ЗАДАНИЕ 1: Процитируйте отрывок из текста о Ротбарде: начните со слов «Можно соглашаться или» и остановитесь после слов «я себе представлял.».

ТЕКСТ ДЛЯ ЧТЕНИЯ:
Liberty Education Project


Knowledge Is Freedom
Дэвид Гордон
Философ частной собственности

Профессор Ганс Хоппе в своем выдающемся предисловии к переизданию книги “Этика свободы” бьет в самую точку. Он противопоставляет Мюррея Ротбарда Роберту Нозику, — фигуре гораздо более известной среди академических философов и политических теоретиков. Хотя оба автора придерживаются либертарианства (Нозик гораздо менее последовательно, чем Ротбард), их стили мышления совершенно различны. Нозик, по мнению Хоппе, импрессионист и склонен к полетам фантазии. Ротбард, напротив, рассуждает на основе строгой дедукции из самоочевидных аксиом.

Можно соглашаться или нет с мнением Хоппе по поводу Нозика, но точность характеристики Ротбарда будет довольно трудно оспорить. Хотя я впервые прочитал “Этику свободы” за несколько лет до ее первоначальной публикации и ошибочно полагал, что хорошо знаю эту книгу, повторное ее прочтение разрушило мою самоуверенность. Ротбард оказался еще более последовательным и строгим, чем я себе представлял.

Одного примера здесь будет достаточно. Как знает даже школьник из рассказов Маколея (“Macaulay’s schoolboy” — популярное в английском языке выражение, используемое для описания идеально образованного, но наивного ученика, который знает множество фактов, но не способен к критическому анализу или глубокому пониманию. Это выражение вошло в обиход благодаря британскому историку и политику Томасу Бэбингтону Маколею, который в своих работах часто использовал анекдотические истории о таких учениках, — прим.ред.) Ротбард основал свою политическую этику на принципе самопринадлежности: каждый человек правомерно владеет своим собственным телом. Мало кто из либертарианцев возражал бы против этого; но мало кто, если вообще кто-то, видел последствия этого принципа так ясно, как Ротбард.

Для многих либертарианцев самым главным является свобода контракта. Как отмечает Ротбард, неограниченная свобода заключения контрактов, далеко не является следствием самопринадлежности и на самом деле противоречит ей. Конечно, самопринадлежность и апроприация собственности через “смешение своего труда” с ничейной собственностью, означает возможность свободно заключать различные соглашения с другими.

К сожалению, многие либертарианцы, отстаивая право на заключение договоров, считают сам договор абсолютом, а потому утверждают, что в свободном обществе любой добровольный договор должен иметь юридическую силу. Их ошибка заключается в непонимании того, что право на заключение договора строго вытекает из права частной собственности, и поэтому единственными договорами, подлежащими принудительному исполнению, … должны быть те, в которых несоблюдение договора одной стороной влечет за собой кражу имущества у другой стороны" (с. 133).

ПОКАЗАННЫЙ МАТЕРИАЛ:
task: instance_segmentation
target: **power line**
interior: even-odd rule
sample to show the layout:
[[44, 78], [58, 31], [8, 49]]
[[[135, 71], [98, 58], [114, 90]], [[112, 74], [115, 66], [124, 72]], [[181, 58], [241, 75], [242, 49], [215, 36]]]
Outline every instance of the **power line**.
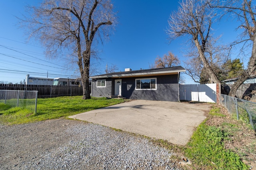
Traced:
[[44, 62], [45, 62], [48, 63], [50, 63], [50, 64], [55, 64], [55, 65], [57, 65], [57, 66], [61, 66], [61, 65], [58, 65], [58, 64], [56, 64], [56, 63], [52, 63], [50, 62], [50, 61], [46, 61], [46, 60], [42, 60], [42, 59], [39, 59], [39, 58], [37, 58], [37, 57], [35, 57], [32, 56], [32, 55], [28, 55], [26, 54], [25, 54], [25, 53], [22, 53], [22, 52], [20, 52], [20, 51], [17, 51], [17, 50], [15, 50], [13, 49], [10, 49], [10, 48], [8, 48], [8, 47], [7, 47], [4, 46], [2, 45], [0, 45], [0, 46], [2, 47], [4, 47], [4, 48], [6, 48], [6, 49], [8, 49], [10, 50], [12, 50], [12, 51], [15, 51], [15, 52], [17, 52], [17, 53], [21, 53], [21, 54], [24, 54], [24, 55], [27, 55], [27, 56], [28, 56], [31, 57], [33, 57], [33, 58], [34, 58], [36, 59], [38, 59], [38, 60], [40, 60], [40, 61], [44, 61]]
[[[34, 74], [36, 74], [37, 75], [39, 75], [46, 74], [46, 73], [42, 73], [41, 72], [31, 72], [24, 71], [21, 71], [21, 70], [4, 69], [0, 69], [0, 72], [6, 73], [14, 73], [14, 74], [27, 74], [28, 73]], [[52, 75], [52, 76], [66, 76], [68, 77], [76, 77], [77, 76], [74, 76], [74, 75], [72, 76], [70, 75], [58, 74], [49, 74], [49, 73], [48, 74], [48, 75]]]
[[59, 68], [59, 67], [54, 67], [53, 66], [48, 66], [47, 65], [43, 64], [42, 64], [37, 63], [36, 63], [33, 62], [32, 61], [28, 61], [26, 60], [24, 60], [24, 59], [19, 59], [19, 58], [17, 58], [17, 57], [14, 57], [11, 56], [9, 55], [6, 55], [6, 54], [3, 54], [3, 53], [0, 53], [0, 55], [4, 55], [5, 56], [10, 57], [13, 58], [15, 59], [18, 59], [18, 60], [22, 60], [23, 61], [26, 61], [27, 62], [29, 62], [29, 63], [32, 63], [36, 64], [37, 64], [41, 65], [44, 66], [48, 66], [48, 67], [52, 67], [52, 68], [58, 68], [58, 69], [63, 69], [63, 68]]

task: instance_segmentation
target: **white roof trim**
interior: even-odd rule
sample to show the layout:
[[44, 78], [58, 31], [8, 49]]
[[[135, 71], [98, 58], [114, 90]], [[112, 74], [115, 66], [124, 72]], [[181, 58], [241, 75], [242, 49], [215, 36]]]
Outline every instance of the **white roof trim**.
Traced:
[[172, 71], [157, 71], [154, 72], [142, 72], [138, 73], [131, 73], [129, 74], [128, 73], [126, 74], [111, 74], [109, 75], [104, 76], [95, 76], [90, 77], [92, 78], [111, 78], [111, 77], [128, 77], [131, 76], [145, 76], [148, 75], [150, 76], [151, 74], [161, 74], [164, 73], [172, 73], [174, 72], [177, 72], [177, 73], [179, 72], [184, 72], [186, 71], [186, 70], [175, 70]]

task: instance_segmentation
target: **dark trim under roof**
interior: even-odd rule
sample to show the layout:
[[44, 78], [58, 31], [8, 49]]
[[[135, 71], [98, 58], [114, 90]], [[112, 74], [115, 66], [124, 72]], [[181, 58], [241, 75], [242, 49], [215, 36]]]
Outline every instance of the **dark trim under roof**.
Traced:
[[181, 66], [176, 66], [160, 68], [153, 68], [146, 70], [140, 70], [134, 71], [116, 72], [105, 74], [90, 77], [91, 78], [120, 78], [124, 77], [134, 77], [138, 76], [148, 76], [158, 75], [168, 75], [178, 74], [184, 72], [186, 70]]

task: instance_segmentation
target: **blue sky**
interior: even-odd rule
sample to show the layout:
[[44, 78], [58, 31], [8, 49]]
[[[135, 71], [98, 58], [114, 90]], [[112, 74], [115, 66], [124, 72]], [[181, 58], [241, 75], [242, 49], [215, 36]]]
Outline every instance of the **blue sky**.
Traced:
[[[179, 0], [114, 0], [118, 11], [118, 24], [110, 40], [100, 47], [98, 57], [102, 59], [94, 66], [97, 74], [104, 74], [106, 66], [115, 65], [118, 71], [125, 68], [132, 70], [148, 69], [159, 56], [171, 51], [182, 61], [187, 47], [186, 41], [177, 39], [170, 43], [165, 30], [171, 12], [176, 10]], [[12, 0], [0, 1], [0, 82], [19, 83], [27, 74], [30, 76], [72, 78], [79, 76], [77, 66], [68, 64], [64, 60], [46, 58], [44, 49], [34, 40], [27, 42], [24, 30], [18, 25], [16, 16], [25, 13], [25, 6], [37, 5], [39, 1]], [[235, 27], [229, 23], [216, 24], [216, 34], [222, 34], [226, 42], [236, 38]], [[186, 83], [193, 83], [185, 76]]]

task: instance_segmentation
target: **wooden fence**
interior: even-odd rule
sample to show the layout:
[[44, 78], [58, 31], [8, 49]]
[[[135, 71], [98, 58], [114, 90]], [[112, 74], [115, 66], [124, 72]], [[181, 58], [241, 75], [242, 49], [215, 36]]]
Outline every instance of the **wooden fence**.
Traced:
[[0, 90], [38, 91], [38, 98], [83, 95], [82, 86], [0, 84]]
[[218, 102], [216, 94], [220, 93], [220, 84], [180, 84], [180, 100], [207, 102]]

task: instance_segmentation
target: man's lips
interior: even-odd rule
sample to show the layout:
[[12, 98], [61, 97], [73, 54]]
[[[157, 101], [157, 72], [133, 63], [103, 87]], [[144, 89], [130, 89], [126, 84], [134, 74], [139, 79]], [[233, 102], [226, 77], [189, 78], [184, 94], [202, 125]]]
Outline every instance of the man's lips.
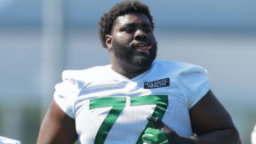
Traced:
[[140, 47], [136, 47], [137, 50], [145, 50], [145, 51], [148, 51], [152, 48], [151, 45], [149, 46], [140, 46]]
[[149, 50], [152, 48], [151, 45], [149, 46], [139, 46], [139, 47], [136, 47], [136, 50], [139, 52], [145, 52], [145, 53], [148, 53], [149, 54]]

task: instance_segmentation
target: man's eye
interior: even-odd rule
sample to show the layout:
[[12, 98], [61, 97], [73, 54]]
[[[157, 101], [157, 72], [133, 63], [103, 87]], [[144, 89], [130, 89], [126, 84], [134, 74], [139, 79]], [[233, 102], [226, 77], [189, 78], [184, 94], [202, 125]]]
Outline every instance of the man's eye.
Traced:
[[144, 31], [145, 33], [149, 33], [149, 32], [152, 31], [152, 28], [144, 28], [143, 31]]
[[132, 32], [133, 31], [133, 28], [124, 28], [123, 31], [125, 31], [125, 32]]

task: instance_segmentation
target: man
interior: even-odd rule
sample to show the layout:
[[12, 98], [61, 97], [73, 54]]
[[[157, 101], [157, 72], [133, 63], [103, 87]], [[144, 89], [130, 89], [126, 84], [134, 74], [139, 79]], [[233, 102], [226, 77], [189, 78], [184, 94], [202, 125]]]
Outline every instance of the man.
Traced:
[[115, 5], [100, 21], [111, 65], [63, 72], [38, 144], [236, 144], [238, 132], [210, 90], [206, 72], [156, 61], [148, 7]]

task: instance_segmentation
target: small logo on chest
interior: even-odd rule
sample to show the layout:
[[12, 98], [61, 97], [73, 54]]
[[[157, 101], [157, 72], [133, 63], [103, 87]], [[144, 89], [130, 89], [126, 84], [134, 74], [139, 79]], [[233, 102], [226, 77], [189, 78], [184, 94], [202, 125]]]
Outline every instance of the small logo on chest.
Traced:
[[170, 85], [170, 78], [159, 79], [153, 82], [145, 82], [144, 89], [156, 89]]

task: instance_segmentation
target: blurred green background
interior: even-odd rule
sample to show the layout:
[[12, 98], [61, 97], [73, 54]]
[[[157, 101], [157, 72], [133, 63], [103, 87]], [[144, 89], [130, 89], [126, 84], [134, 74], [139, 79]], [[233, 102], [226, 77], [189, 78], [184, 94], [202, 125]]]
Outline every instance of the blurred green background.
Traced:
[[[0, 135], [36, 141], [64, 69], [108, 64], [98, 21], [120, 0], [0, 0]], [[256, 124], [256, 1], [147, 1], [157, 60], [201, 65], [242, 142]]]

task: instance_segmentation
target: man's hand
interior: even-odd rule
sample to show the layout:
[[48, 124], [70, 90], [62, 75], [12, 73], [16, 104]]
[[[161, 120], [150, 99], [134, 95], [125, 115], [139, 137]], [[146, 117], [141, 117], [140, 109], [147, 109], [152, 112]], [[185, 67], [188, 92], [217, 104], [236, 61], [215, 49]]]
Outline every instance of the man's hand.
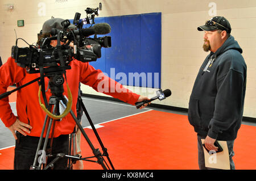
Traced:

ЗАДАНИЕ 2: Выведите без изменений строки листинга с самого его начала по строку, где есть «61], [44, 61]]», включительно. Картинки в ответ не переносите.

ИТОГОВЫЙ ОТВЕТ 1:
Можно соглашаться или нет с мнением Хоппе по поводу Нозика, но точность характеристики Ротбарда будет довольно трудно оспорить. Хотя я впервые прочитал “Этику свободы” за несколько лет до ее первоначальной публикации и ошибочно полагал, что хорошо знаю эту книгу, повторное ее прочтение разрушило мою самоуверенность. Ротбард оказался еще более последовательным и строгим, чем я себе представлял.

ИТОГОВЫЙ ОТВЕТ 2:
task: instance_segmentation
target: **power line**
interior: even-odd rule
sample to show the layout:
[[44, 78], [58, 31], [8, 49]]
[[[135, 71], [98, 58], [114, 90]], [[112, 74], [115, 66], [124, 72]], [[181, 58], [241, 75], [242, 49], [215, 36]]]
Outline every instance of the **power line**.
Traced:
[[44, 62], [45, 62], [48, 63], [50, 63], [50, 64], [55, 64], [55, 65], [57, 65], [57, 66], [61, 66], [61, 65], [58, 65], [58, 64], [56, 64], [56, 63], [52, 63], [50, 62], [50, 61], [46, 61], [46, 60], [42, 60], [42, 59], [39, 59], [39, 58], [37, 58], [37, 57], [35, 57], [32, 56], [32, 55], [28, 55], [26, 54], [25, 54], [25, 53], [22, 53], [22, 52], [20, 52], [20, 51], [17, 51], [17, 50], [15, 50], [13, 49], [10, 49], [10, 48], [8, 48], [8, 47], [7, 47], [4, 46], [2, 45], [0, 45], [0, 46], [2, 47], [4, 47], [4, 48], [6, 48], [6, 49], [8, 49], [10, 50], [12, 50], [12, 51], [15, 51], [15, 52], [17, 52], [17, 53], [21, 53], [21, 54], [24, 54], [24, 55], [27, 55], [27, 56], [28, 56], [31, 57], [33, 57], [33, 58], [34, 58], [36, 59], [38, 59], [38, 60], [40, 60], [40, 61], [44, 61]]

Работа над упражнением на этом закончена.